SOURCE EXCERPT:

Learn to Code via Tutorials on Repl.it!

← Back to all posts
JavaScript Memoizers - Raising the speed limit part 1
h
Baconman321 (1051)

I'm

sure you guys have used JavaScript at least once in your life.

As with all coding languages, though... you will run into performance issues... whether it be bad program implementations or the language itself, you will almost for sure run into some kind of problem relating to performance in your programming life!

This is my new series that focuses on increasing your JavaScript performance, called Raising the speed limit.

This is my very first post under this series, so don't pressure me (much), please.

Whether I continue or not depends on whether or not you guys want to hear more from me and Raising the speed limit.

In this particular tutorial, we will focus on a way that can speed up JavaScript significantly, sometimes by hundreds of milliseconds! This method is called a memoizer (I thought it was memorizer at first, lol).

You should know and be familiar with class and arrow function syntax as well as overall JavaScript syntax/functionality if you expect to understand this tutorial. If not, javascript.info has some good tutorials on them.

Ready to have a go at that fresh 60 FPS, baby?

Or if you aren't using this for a game that's cool, too!

Ok, so... what is a memoizer.

Well, you all know about web cache, right?

To speed up your web page loading time (or to put less load on the server serving the web page), static resources can be cached. Then, the computer will serve those assets with the cached file instead of retrieving one from the internet every time.

A memoizer is like that, but it stores (or "memorizes"/storing a memo, hence the name "memoizer") data and instead of re-calculating something it will return the already cached data.

Now, you might be thinking "how do I even use this?", and that's alright because that's what I made this tutorial for.

A memoizer is quite useful for functions that return output in relation to the input.

Lines of data:
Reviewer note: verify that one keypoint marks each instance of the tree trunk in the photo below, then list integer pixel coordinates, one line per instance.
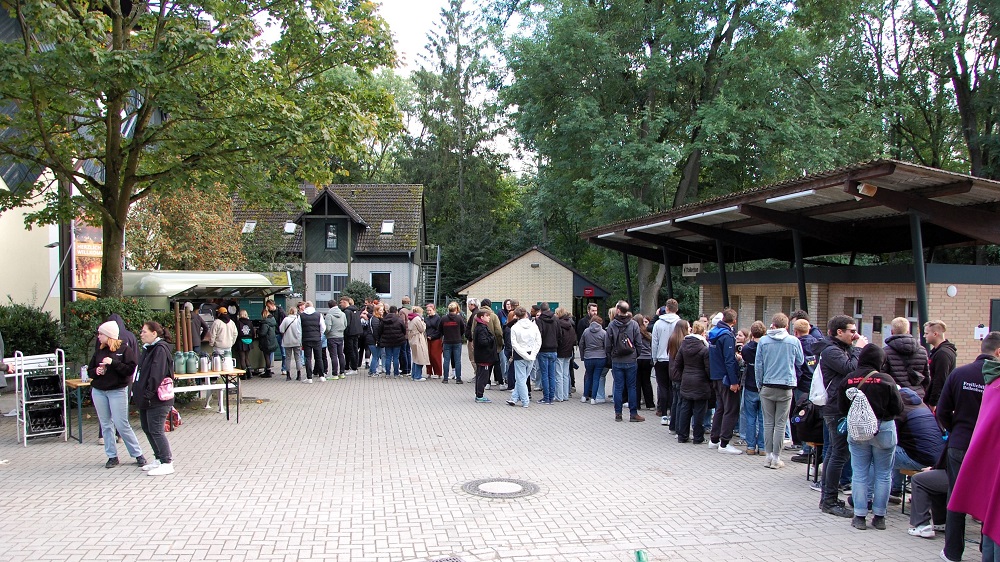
(650, 276)
(111, 258)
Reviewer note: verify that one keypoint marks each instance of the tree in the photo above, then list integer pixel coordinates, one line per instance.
(186, 229)
(121, 100)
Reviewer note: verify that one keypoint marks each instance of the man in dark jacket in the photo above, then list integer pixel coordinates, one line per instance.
(621, 346)
(943, 359)
(957, 412)
(546, 323)
(838, 357)
(725, 375)
(907, 360)
(919, 439)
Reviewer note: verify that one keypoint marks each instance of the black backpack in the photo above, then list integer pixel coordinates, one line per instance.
(485, 338)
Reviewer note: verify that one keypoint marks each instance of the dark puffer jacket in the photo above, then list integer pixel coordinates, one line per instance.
(907, 363)
(693, 365)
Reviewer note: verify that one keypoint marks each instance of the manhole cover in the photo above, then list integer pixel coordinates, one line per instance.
(502, 488)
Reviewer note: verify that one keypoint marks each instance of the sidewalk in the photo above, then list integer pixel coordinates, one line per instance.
(366, 469)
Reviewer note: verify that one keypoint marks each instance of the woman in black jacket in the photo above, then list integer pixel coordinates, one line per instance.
(154, 366)
(871, 460)
(691, 363)
(111, 369)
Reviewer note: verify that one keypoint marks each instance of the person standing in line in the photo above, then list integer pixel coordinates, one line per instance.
(594, 358)
(565, 345)
(871, 460)
(621, 347)
(485, 351)
(267, 341)
(336, 326)
(977, 488)
(751, 413)
(291, 328)
(244, 342)
(690, 365)
(155, 365)
(111, 370)
(435, 342)
(838, 357)
(942, 359)
(374, 329)
(958, 412)
(644, 363)
(416, 335)
(452, 327)
(725, 381)
(668, 398)
(525, 341)
(777, 354)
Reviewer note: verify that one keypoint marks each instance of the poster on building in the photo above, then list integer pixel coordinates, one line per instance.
(87, 263)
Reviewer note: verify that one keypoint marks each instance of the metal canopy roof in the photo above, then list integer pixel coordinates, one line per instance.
(864, 208)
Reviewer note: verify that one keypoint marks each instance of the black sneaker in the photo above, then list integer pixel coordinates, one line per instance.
(838, 510)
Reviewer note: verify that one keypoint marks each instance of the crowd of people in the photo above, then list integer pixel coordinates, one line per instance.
(874, 411)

REQUIREMENT A:
Do these statements agree with the memoizer tutorial? Answer yes or no for each, quoting the words of the tutorial that decide it.
(i) The author calls this post the second one in the series.
(ii) The tutorial points readers to javascript.info for help with class and arrow function syntax.
(iii) The author at first believed the method was named a memorizer.
REQUIREMENT B:
Answer these questions from the memoizer tutorial.
(i) What is the name of the author's new series?
(ii) What familiar idea does the tutorial compare a memoizer to?
(iii) For what kind of functions does the tutorial say a memoizer is useful?
REQUIREMENT C: Carry on the memoizer tutorial from its last sentence.

TASK ANSWER A:
(i) No: "This is my very first post under this series"
(ii) Yes: "If not, javascript.info has some good tutorials on them."
(iii) Yes: "I thought it was memorizer at first, lol"

TASK ANSWER B:
(i) Raising the speed limit
(ii) Web cache
(iii) Functions that return output in relation to the input

TASK ANSWER C:
Note that I say in relation to. You shouldn't really use memoizers for arbitrary data returned from input, like AJAX calls. You don't cache dynamic files (most of the time). Likewise, you shouldn't store data that is likely to vary - even with the same input.

Let's say for instance, the factorial function.

I'm not that far in math yet to have a use for a factorial, and I don't know if you guys are but it doesn't matter.

All we need to know is that a factorial function can take up a lot of power, since it's a lot of times recursive (depending on how you implement it).

An factorial function would look like this:

function factorial(num) {
  return (num === 0) ? 1 : num * factorial(num - 1);
}

As you can already see here, it will constantly multiply num with a call factorial with num - 1.

With smaller numbers (say, 1-100), it may not be too bad of a performance issue, but with bigger numbers it might start to cause a stack overflow and/or really cause some hanging (program freezing).

What we can do instead is create a memoizer that will cache our results and be ready to give them at a later time.

Memoizers are't the best for single-time function calls with certain input, but are quite good for recurring data patterns.

In this case, the factorial will return the same results if we call it with the number 100.

So, let's create a memoizer, shall we?


We'll make this as a class so you can use the memoizer on many different functions/calculations.

class Memoizer {
  
}

Well, that isn't going to help us, now is it?

Let's add some more to it. God I hope these people know how to use classes.

Adding the constructor to the Memoizer class, it should look like this:

class Memoizer {
  constructor(){
    this.methods = [];
  }
}

Why do we have a methods array?

Well, remember how I said we'd make it a class so you can use it on many different functions?

Sure, you could use it on calculations, but it would be easiest to put those calculations in a function and call it multiple times (instead of just putting the math somewhere in your code).

You wouldn't just randomly copy-paste calculations in multiple places, you put it in a function (which is pretty much what they [functions] are for anyways).

So, therefore we are making this class capable of taking in multiple functions and memorizing input/output in relation to each of them.

Either way, our class still won't be of any help to us with just this.

Let's make sure we can add some methods later on!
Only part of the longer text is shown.